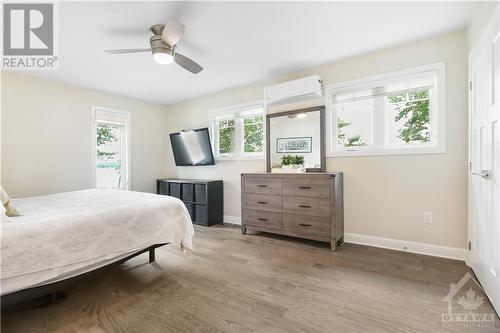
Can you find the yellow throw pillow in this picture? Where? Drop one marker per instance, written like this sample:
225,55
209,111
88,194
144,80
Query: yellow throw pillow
10,210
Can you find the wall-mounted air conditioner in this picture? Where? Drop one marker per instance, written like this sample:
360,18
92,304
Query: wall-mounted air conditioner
297,90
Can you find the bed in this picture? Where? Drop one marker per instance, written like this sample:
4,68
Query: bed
64,235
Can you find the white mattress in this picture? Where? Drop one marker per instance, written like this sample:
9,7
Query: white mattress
66,234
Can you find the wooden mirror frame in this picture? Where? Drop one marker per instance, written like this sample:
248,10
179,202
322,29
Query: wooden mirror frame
322,125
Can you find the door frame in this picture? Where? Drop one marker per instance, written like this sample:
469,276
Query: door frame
488,33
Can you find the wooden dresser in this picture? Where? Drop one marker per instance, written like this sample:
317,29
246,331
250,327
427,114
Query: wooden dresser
306,205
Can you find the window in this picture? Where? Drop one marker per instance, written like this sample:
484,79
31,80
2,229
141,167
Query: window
238,131
110,148
397,113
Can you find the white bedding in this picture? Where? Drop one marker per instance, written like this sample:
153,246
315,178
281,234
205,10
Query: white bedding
63,235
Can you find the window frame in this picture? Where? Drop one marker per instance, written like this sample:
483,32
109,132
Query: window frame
93,123
237,112
437,117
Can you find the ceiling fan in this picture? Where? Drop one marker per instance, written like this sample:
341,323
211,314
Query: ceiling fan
163,41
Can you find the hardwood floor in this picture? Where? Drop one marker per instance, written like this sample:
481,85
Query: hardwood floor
264,283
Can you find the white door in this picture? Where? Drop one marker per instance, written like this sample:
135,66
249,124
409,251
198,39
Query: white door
484,155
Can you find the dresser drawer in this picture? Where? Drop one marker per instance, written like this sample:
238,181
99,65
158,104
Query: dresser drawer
318,188
264,185
262,218
307,206
270,203
308,226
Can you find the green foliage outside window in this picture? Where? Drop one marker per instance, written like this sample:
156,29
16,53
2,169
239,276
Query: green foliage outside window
253,134
105,134
413,109
343,139
227,135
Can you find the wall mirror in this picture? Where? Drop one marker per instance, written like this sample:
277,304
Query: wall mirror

SET PROBLEM ▸ Give again the lines from the line holding "Can you find the ceiling" through the close of the listing, both included, exactly as written and with nothing else.

EXPECTED OUTPUT ▸
Can you find the ceiling fan in this picture? Where? Drop one marker per instance, written like this sample:
341,323
211,314
Query: ceiling fan
163,41
Can you find the hardwood floor in this picture? Where? Drop one marker per instance, written like this sample:
481,85
Query: hardwood floor
264,283
Can you find the white door in this picture? Where? Drop one marker per instance, written like this sample:
135,66
249,124
409,251
198,39
Query: white door
484,155
Can you find the dresser drawer in this picture? Where? Drop one marker per instance, written like this sample:
238,181
99,65
158,104
Query: dresser drawer
318,188
264,185
262,218
307,206
270,203
308,226
Can you find the green foliage outside window in this picture? Where? Drop one marker per instance, written like this sample:
156,29
16,53
2,169
239,276
Query: green foliage outside window
253,134
105,134
413,109
343,139
227,135
Can you find the wall mirror in this picture? Where? Drop one marker per instance, written like this sample:
277,304
Query: wall mirror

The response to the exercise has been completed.